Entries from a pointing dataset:
------
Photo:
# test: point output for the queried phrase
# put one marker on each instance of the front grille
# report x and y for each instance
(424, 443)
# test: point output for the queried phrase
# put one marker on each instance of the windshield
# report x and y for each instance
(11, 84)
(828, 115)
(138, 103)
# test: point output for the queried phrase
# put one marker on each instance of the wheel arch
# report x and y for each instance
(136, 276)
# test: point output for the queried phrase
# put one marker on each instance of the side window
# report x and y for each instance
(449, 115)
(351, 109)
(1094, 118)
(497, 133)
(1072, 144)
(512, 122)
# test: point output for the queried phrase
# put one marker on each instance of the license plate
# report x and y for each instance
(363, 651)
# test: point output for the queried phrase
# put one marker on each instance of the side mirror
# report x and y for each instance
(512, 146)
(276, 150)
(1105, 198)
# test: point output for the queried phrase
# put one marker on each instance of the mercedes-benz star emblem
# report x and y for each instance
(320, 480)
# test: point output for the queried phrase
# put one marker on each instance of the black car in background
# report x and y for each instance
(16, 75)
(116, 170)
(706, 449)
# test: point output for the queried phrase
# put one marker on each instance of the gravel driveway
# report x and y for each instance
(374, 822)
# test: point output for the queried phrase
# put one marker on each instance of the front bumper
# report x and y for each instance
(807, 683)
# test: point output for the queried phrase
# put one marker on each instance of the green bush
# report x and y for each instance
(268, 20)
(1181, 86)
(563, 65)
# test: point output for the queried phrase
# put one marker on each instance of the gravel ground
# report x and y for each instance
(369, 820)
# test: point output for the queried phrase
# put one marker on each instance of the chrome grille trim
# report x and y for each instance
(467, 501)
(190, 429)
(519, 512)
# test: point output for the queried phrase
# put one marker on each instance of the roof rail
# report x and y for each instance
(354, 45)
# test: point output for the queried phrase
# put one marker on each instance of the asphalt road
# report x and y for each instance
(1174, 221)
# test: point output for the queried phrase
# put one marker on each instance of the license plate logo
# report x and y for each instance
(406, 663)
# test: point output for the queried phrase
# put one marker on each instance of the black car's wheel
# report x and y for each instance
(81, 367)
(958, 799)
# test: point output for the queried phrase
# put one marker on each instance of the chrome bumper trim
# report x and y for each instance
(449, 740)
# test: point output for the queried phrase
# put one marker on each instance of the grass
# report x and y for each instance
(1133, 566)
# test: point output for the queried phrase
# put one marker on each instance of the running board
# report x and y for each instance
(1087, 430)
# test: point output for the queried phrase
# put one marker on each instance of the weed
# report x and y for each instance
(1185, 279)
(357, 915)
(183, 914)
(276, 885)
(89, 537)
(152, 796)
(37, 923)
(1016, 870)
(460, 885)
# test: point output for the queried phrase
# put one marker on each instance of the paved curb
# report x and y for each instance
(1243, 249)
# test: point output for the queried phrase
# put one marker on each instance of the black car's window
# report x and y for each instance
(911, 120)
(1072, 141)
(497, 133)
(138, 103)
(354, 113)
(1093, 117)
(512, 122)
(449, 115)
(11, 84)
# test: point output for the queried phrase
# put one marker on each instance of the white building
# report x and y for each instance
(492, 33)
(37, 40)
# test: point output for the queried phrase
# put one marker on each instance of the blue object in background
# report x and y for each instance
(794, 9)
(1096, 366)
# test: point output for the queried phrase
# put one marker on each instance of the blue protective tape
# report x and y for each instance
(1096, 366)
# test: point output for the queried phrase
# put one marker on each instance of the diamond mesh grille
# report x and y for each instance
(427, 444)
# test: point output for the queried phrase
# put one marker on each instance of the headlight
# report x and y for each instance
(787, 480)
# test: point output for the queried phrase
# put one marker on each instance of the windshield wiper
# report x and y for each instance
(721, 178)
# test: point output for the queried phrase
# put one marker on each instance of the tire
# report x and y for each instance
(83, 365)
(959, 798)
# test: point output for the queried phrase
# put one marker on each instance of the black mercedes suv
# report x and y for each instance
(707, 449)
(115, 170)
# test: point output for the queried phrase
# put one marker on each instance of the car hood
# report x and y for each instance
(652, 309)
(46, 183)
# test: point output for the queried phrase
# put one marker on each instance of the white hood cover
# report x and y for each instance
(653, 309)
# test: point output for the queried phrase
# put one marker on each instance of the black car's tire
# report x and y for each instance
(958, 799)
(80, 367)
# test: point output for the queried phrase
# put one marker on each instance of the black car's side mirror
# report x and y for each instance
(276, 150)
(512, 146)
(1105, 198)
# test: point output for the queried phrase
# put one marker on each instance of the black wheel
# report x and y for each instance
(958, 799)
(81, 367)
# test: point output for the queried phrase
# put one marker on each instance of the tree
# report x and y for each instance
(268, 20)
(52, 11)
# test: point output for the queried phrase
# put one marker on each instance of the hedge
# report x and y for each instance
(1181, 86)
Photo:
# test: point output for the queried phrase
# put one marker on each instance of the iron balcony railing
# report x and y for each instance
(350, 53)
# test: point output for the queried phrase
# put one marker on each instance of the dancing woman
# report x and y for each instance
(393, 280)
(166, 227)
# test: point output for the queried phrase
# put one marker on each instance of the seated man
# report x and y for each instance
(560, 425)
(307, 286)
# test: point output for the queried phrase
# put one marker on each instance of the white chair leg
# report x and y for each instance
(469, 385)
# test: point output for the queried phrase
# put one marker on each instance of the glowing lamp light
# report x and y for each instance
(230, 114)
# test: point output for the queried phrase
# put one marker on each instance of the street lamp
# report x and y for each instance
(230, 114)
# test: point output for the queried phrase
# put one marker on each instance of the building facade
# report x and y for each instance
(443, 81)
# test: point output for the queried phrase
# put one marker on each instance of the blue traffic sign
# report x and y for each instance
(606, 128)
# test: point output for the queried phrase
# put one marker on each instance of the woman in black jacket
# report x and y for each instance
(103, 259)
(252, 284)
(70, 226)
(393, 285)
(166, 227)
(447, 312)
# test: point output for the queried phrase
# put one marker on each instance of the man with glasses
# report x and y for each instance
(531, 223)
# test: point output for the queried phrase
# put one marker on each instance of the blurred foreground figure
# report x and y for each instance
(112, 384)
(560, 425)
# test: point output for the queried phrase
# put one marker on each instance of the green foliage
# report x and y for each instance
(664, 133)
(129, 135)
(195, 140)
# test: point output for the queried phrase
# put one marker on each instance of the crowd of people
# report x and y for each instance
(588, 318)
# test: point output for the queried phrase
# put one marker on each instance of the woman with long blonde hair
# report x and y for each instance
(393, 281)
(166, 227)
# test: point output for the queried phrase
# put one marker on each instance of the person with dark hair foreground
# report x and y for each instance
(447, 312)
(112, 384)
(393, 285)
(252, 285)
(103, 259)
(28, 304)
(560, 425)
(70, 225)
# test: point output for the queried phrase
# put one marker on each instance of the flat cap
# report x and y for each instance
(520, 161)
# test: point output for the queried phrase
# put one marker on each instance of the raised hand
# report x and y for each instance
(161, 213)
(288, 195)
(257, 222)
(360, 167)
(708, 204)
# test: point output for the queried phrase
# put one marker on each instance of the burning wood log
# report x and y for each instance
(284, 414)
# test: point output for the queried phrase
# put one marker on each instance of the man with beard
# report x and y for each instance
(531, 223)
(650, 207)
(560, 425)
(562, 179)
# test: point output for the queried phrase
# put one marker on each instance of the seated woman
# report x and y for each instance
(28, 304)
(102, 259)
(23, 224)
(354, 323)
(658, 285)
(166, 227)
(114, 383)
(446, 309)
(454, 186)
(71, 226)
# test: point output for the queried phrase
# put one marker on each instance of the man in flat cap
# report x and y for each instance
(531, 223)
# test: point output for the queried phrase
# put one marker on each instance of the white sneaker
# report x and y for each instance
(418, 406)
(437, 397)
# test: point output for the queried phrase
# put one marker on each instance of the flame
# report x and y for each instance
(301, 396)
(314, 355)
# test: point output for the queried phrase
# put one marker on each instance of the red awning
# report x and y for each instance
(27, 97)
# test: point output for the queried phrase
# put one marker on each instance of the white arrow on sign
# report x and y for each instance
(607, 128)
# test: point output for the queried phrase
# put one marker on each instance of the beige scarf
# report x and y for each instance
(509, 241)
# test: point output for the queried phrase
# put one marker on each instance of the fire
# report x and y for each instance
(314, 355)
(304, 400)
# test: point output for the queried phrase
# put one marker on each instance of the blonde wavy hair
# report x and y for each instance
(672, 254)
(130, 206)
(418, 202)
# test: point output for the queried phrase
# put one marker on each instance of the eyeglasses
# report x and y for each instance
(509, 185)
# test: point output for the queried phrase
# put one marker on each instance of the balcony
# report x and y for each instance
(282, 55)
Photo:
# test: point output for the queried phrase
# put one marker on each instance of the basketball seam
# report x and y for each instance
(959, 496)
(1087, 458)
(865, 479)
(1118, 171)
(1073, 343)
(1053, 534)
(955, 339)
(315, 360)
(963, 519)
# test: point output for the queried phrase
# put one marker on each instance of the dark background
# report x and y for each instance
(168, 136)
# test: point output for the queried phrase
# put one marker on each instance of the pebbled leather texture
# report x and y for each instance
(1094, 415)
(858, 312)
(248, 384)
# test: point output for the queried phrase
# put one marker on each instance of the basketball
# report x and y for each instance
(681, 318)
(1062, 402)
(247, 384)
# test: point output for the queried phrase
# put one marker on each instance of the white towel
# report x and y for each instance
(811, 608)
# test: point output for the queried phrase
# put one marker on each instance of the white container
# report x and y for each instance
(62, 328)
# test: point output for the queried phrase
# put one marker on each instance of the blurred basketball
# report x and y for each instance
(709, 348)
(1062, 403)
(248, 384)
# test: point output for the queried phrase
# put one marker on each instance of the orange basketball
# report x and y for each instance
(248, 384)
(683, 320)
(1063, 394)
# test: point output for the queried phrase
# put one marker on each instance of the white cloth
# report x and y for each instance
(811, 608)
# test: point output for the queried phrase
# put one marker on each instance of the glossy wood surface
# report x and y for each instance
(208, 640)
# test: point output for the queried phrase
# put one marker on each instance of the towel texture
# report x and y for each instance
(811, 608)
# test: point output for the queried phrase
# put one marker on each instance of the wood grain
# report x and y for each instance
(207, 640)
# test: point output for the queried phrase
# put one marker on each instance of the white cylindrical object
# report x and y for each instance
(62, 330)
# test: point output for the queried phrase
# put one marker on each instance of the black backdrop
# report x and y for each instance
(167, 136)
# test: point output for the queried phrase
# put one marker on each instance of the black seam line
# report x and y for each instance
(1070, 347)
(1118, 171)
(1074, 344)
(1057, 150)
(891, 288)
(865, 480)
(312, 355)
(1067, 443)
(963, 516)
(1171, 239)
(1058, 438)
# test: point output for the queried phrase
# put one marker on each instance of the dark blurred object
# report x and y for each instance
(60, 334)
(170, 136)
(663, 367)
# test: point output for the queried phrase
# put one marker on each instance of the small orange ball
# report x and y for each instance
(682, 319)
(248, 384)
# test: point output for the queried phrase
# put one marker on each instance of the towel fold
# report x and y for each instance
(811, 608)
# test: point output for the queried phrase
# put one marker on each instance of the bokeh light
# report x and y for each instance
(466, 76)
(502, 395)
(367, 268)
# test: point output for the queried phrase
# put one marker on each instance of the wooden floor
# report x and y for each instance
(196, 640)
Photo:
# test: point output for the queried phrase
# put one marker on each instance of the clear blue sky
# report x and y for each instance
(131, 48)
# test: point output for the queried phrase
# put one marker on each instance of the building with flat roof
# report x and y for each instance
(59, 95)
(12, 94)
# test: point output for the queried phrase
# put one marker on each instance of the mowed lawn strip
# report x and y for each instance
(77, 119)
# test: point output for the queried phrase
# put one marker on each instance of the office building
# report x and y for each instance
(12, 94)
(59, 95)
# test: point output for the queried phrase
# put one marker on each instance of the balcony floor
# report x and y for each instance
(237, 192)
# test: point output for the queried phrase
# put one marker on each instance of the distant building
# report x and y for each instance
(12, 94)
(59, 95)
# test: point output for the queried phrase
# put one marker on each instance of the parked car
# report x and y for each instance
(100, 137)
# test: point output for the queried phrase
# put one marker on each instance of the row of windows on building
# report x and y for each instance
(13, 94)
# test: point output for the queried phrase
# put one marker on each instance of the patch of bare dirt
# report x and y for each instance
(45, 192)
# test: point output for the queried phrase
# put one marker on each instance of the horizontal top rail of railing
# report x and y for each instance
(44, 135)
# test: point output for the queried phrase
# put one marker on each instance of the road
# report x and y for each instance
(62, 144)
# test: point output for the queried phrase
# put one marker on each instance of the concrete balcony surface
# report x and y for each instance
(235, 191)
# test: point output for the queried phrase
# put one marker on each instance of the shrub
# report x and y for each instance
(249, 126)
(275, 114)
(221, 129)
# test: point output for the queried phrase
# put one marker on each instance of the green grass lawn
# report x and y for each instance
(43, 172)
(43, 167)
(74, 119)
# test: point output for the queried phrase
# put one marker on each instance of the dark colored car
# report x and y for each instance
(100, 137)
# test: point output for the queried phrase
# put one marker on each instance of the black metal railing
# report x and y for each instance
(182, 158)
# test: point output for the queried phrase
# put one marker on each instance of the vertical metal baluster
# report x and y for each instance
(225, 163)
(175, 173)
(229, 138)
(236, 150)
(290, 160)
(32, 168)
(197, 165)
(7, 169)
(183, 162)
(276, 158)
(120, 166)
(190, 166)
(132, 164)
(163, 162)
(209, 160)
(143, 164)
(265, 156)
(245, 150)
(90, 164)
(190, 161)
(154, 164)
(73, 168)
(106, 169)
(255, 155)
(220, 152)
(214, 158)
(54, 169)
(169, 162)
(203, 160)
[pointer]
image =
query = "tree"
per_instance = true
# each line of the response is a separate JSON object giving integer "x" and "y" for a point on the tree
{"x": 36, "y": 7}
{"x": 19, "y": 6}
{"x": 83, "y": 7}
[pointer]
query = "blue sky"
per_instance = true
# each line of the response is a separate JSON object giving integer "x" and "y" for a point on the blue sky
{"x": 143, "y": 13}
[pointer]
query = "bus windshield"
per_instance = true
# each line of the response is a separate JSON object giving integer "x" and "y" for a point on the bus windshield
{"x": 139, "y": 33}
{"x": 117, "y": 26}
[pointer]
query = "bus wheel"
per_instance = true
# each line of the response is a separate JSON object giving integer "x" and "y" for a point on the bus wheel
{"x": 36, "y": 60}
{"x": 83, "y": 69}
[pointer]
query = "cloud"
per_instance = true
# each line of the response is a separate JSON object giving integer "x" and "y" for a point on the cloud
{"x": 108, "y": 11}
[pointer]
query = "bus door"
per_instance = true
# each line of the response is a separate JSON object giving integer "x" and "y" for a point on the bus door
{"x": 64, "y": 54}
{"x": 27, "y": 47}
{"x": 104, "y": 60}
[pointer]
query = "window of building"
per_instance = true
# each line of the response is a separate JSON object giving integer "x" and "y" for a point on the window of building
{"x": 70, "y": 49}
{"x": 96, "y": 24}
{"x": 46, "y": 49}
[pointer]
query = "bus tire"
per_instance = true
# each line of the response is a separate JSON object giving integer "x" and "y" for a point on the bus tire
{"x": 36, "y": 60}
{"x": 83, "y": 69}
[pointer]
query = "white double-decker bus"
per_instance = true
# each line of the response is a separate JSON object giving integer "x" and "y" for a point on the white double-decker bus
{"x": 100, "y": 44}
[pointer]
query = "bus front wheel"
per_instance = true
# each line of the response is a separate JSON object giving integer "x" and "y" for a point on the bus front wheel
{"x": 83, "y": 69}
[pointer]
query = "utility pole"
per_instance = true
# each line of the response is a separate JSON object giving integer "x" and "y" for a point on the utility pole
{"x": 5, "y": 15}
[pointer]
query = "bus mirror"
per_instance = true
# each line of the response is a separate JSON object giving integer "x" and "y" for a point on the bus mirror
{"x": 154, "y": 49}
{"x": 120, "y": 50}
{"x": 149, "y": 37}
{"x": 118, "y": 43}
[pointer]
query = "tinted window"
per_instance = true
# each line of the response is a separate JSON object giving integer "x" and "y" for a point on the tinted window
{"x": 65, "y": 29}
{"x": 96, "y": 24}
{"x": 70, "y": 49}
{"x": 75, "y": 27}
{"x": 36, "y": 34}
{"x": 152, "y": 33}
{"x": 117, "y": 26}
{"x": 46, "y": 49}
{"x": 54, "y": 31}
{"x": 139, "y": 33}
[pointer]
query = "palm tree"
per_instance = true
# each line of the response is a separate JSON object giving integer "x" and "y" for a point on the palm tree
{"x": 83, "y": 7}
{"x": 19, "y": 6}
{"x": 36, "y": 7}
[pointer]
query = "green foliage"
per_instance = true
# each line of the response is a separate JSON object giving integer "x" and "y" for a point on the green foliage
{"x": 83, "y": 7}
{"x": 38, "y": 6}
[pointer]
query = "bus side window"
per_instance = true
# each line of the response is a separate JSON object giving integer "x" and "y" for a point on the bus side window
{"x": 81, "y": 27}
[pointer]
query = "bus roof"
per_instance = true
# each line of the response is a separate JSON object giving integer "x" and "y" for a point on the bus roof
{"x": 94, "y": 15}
------
* **Requirements**: Select every line in the material above that contains the word "lamp" and copy each one out.

* **Exercise answer**:
# put one marker on each instance of the glowing lamp light
# put one marker on each instance of the street lamp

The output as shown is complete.